EXERCISE GOAL
Lines outside the range are not wanted. Give again exactly the lines between the line holding "If you could tag every instance of the bright" and the line holding "point(265, 407)", inclusive, from the listing below.

RECORDS SHOWN
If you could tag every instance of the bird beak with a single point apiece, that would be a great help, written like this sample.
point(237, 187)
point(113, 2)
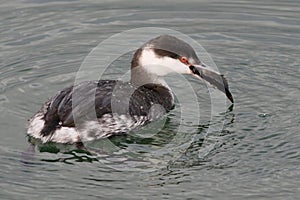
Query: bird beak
point(214, 78)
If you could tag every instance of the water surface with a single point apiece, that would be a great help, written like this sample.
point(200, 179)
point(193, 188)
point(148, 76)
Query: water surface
point(256, 154)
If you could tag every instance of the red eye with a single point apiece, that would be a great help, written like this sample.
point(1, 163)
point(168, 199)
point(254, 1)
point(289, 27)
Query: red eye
point(184, 60)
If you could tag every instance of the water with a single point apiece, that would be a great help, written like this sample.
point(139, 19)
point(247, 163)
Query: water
point(255, 156)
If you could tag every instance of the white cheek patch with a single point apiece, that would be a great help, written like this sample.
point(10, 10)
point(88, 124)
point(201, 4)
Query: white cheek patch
point(161, 66)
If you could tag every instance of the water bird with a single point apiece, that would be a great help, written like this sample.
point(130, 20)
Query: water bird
point(111, 110)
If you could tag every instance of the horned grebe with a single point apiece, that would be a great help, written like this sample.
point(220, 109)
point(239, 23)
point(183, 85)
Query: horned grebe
point(98, 117)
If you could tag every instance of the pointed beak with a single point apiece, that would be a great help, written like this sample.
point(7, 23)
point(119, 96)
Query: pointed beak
point(214, 78)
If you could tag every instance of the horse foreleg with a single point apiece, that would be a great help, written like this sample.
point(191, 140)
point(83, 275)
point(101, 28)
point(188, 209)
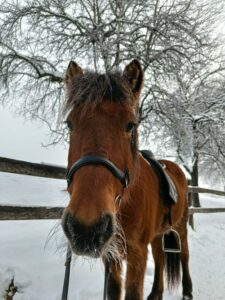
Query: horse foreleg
point(158, 255)
point(186, 278)
point(136, 265)
point(114, 282)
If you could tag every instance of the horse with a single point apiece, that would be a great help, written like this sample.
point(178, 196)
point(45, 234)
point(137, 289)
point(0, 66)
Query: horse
point(115, 210)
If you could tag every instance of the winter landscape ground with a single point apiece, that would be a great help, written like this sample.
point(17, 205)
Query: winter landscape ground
point(36, 260)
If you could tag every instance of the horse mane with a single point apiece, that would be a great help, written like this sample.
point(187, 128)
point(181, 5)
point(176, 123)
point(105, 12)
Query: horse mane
point(92, 87)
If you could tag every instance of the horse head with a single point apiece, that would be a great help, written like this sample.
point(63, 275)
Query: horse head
point(102, 117)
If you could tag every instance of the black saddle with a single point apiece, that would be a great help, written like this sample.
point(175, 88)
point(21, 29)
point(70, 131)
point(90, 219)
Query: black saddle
point(167, 189)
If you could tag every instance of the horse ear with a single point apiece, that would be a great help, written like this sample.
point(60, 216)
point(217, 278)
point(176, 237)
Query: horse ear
point(73, 70)
point(134, 75)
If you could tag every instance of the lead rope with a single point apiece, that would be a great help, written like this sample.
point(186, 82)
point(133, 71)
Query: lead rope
point(106, 281)
point(67, 274)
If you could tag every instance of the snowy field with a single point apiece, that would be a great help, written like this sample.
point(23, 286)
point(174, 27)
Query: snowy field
point(35, 257)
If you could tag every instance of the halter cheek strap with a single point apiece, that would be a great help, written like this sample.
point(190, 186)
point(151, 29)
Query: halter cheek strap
point(98, 160)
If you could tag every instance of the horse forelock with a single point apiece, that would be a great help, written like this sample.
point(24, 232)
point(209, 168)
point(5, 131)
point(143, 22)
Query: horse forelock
point(94, 88)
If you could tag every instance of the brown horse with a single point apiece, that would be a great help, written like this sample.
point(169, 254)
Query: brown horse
point(115, 209)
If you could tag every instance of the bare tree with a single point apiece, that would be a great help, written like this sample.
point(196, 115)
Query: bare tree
point(192, 117)
point(172, 39)
point(39, 37)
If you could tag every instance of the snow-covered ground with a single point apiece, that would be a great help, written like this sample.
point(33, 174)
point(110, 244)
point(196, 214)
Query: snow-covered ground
point(34, 256)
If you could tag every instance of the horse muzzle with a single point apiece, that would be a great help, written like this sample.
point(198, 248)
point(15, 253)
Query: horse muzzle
point(88, 240)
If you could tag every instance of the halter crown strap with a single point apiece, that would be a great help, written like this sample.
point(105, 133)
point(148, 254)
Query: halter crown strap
point(98, 160)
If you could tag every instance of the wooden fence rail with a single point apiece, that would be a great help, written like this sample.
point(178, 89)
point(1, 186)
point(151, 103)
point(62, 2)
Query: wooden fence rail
point(33, 169)
point(50, 171)
point(48, 213)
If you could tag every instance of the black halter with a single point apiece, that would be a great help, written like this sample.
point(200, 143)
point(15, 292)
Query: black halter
point(98, 160)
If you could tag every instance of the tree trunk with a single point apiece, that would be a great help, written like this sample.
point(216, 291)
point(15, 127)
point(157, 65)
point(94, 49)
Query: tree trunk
point(194, 182)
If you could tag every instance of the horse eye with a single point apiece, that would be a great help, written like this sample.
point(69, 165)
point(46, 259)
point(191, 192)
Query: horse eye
point(69, 125)
point(130, 127)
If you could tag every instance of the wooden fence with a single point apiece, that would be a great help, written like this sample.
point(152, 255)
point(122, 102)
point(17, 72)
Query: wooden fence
point(50, 171)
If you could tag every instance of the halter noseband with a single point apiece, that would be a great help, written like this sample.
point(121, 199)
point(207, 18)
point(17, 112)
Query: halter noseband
point(98, 160)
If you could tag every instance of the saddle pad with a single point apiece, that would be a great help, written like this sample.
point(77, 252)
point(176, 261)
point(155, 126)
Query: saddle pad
point(167, 189)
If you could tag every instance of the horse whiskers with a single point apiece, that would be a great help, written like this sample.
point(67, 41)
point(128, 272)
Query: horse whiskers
point(56, 238)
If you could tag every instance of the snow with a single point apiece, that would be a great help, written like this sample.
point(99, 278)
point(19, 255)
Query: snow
point(33, 252)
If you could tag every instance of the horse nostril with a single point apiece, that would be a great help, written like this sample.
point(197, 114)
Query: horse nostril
point(88, 239)
point(105, 226)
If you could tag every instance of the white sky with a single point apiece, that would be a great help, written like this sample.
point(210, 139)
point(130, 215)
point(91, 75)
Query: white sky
point(23, 140)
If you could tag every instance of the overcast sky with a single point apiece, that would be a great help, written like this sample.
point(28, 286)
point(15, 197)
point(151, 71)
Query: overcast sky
point(23, 140)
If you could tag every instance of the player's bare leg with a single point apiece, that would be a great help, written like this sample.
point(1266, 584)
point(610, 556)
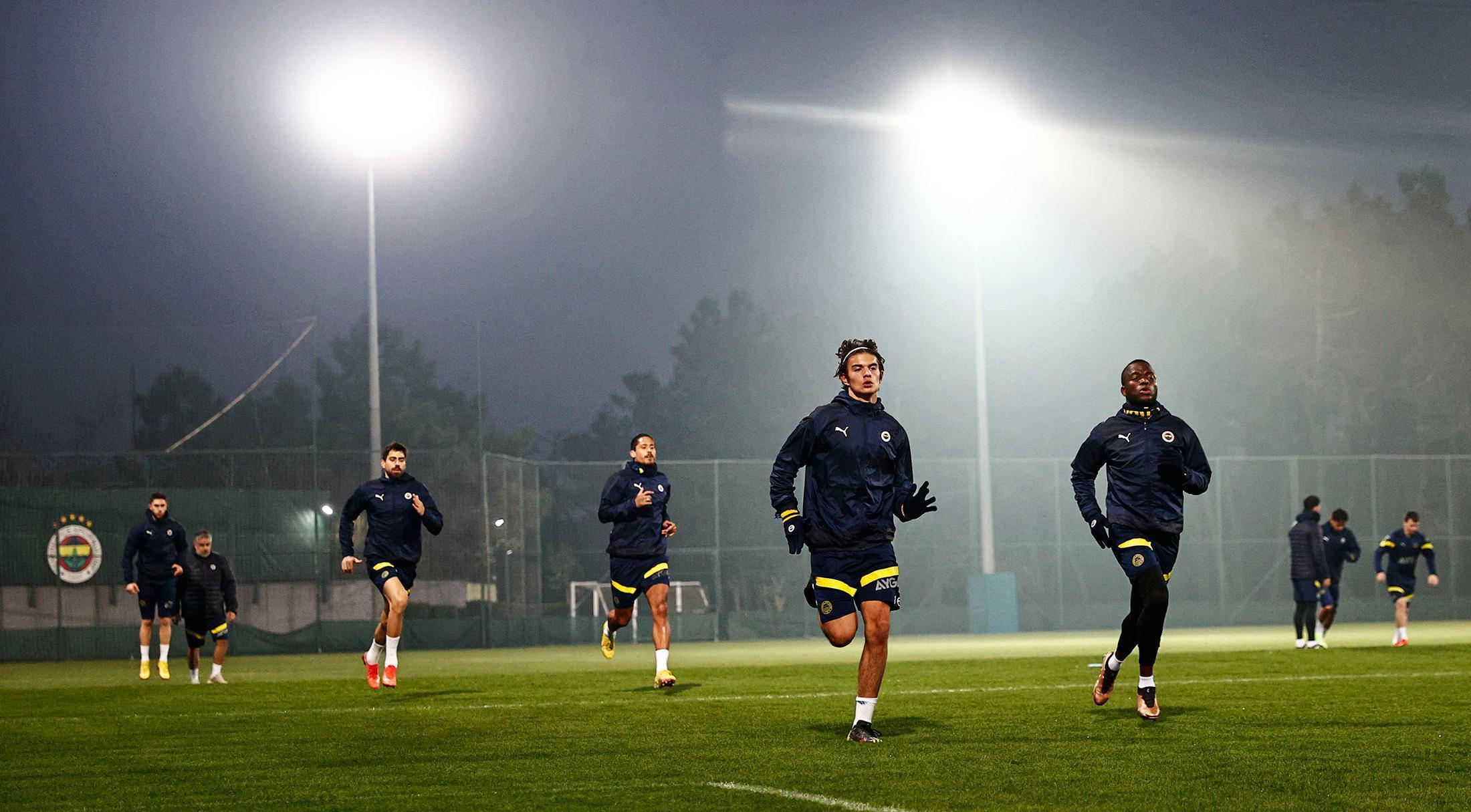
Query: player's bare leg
point(658, 597)
point(144, 638)
point(396, 601)
point(871, 670)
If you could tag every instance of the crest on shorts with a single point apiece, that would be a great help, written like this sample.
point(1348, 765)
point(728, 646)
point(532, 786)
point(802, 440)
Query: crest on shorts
point(74, 551)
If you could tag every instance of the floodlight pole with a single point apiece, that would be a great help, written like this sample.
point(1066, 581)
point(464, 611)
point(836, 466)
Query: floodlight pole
point(374, 402)
point(983, 427)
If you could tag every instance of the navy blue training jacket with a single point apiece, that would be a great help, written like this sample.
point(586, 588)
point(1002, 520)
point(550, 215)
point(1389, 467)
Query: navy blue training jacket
point(1402, 553)
point(159, 545)
point(393, 524)
point(1305, 542)
point(858, 474)
point(1339, 547)
point(1130, 443)
point(636, 530)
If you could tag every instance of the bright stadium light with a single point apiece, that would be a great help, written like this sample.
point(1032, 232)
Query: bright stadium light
point(964, 134)
point(377, 100)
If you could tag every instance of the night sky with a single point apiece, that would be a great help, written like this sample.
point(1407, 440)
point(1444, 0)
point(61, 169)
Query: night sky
point(159, 208)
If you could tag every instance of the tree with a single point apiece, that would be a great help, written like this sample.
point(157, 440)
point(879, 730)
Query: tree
point(729, 394)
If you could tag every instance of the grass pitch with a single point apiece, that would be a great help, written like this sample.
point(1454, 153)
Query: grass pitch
point(970, 722)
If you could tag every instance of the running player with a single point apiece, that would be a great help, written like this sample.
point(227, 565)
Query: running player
point(1308, 573)
point(398, 507)
point(636, 502)
point(159, 546)
point(208, 603)
point(859, 477)
point(1339, 546)
point(1152, 459)
point(1403, 549)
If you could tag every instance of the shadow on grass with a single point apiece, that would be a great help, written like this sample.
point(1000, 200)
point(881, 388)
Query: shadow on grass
point(887, 727)
point(675, 689)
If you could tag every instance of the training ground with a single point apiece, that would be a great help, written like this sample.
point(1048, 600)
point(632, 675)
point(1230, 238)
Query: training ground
point(968, 722)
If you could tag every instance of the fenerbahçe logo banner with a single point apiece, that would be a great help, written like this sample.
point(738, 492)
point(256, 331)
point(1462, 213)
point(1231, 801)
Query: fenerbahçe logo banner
point(74, 551)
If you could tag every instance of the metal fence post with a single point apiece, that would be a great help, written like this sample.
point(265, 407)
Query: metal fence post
point(719, 602)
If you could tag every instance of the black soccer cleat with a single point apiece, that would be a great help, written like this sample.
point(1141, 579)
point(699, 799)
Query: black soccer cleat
point(1148, 704)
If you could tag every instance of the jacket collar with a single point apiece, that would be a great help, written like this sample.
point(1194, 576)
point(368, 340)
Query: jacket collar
point(858, 406)
point(1146, 414)
point(641, 468)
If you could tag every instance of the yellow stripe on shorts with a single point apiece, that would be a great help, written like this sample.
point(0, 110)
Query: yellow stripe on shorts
point(877, 574)
point(834, 584)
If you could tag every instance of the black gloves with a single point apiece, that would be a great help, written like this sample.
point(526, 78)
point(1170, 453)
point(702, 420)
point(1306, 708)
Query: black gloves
point(917, 505)
point(1171, 465)
point(796, 530)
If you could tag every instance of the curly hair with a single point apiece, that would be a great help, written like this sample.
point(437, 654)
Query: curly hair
point(851, 346)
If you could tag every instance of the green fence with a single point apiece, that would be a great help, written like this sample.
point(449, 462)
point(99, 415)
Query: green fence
point(518, 533)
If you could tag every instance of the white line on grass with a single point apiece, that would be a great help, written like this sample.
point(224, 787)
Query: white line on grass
point(811, 798)
point(752, 698)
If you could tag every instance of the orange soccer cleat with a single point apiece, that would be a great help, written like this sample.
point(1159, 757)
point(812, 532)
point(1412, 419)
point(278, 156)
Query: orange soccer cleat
point(372, 672)
point(1104, 688)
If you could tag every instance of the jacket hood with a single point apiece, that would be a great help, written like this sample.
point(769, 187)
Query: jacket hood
point(1152, 412)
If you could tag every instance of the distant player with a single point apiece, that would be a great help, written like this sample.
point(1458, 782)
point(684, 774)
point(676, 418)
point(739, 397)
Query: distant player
point(208, 603)
point(636, 501)
point(1308, 573)
point(859, 477)
point(1339, 546)
point(398, 507)
point(1403, 549)
point(159, 546)
point(1152, 459)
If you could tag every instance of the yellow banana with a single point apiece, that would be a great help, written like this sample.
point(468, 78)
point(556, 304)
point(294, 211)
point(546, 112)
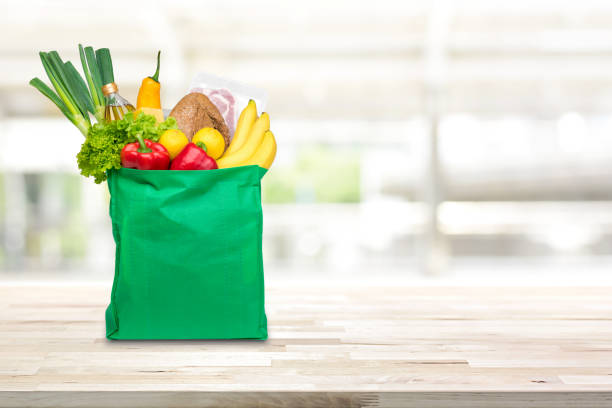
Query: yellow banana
point(250, 145)
point(264, 156)
point(243, 127)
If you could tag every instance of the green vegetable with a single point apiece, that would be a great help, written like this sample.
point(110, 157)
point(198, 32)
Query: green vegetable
point(72, 96)
point(94, 80)
point(101, 150)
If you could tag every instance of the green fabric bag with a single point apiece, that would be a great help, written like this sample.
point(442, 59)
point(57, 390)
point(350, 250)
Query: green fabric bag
point(188, 262)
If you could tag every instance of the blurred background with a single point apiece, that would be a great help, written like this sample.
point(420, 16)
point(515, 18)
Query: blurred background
point(431, 141)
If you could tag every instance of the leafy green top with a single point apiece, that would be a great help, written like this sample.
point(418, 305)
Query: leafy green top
point(101, 150)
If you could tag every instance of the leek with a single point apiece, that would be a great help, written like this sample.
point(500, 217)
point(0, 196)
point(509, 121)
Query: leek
point(74, 96)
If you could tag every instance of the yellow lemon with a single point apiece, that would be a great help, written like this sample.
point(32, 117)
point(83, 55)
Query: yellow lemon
point(174, 141)
point(214, 141)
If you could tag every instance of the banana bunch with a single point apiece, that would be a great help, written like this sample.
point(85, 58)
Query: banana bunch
point(253, 141)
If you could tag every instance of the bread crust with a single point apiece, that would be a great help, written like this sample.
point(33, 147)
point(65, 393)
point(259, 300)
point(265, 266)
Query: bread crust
point(194, 112)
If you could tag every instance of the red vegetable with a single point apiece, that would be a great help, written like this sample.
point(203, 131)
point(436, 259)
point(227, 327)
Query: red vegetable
point(193, 157)
point(145, 155)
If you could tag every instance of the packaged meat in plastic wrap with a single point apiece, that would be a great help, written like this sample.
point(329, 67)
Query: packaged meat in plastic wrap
point(230, 97)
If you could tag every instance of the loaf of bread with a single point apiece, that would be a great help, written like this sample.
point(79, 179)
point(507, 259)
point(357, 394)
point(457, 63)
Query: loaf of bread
point(194, 112)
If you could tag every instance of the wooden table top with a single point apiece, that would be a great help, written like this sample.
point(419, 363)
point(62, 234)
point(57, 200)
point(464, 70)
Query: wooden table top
point(328, 346)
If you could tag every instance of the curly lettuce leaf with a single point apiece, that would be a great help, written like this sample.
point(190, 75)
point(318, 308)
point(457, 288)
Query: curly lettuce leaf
point(101, 150)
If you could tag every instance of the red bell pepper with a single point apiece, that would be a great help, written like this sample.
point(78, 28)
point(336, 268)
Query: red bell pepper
point(145, 155)
point(193, 157)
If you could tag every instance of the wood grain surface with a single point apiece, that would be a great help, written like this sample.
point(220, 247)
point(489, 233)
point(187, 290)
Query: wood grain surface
point(328, 346)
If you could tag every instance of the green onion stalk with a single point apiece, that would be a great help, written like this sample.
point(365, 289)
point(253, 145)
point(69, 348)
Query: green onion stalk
point(74, 97)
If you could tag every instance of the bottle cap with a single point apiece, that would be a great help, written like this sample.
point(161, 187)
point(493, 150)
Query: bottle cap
point(109, 88)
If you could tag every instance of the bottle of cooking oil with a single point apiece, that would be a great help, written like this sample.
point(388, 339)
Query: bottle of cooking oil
point(116, 105)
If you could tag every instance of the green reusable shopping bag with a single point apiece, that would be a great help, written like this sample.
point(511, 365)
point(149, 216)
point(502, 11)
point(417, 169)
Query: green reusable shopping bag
point(188, 262)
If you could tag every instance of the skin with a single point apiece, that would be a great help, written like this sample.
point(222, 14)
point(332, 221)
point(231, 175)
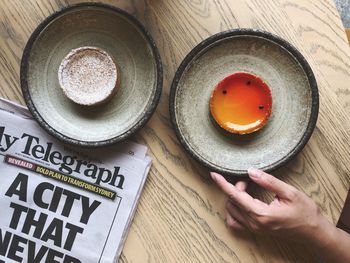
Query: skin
point(291, 214)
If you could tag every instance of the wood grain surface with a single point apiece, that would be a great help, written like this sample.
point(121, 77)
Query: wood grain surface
point(181, 214)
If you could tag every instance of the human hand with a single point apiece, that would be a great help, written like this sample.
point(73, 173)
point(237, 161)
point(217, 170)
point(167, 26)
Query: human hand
point(291, 214)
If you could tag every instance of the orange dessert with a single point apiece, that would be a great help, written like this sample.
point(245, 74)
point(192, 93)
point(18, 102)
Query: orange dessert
point(241, 103)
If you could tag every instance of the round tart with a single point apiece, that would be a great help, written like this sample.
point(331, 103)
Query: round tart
point(241, 103)
point(88, 76)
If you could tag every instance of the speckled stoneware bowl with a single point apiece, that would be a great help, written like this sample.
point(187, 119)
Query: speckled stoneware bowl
point(121, 36)
point(294, 95)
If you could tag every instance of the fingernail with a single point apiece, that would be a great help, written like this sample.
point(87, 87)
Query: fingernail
point(255, 173)
point(213, 176)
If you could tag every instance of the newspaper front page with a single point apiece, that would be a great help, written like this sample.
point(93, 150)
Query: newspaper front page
point(60, 203)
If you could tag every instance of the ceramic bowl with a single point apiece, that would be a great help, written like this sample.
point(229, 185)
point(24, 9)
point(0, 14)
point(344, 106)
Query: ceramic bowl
point(121, 36)
point(294, 95)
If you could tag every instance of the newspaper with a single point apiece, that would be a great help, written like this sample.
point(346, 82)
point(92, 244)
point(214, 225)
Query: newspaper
point(60, 203)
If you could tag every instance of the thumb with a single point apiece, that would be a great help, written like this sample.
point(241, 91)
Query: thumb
point(271, 183)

WRITTEN RESPONSE
If you could tag every instance of the bright stadium light with a single point apiece, that would be a great help, written like this sample.
point(1032, 232)
Query: bright stadium light
point(964, 134)
point(377, 100)
If you could tag every instance of the night sky with a single point apiece, that would be a great help, written like this sample.
point(1407, 440)
point(1444, 0)
point(61, 169)
Query: night sky
point(159, 208)
If you could tag every instance of the tree with a single point apiece, that would be a great help, written like this sample.
point(157, 440)
point(879, 730)
Query: tree
point(729, 394)
If you could tag every instance of the grass pitch with a single point apiece, that would be a great help, written like this sample.
point(1454, 153)
Query: grass pitch
point(970, 722)
If you could tag every instance of the running player with a single point apiece, that would be a great help, written like this sample.
point(227, 565)
Query: running player
point(1308, 573)
point(398, 507)
point(636, 502)
point(159, 546)
point(208, 603)
point(859, 477)
point(1339, 546)
point(1152, 459)
point(1403, 549)
If you could tag every instance of the shadow on grass with a single point apiece, that would be a great help, written like this sample.
point(1000, 200)
point(881, 388)
Query: shadow on grass
point(887, 727)
point(675, 689)
If you could tag every instance of the training ground with a single point apiece, that would be a great help, written like this sample.
point(1048, 600)
point(632, 675)
point(1230, 238)
Query: training ground
point(968, 722)
If you could tag every instance of the fenerbahçe logo banner with a single point apiece, that would be a great help, written like this sample.
point(738, 492)
point(256, 331)
point(1462, 213)
point(1231, 801)
Query: fenerbahçe logo banner
point(74, 551)
If you could tag every instance of the metal fence post with a single point apiece, that would be a great help, written like this sample.
point(265, 407)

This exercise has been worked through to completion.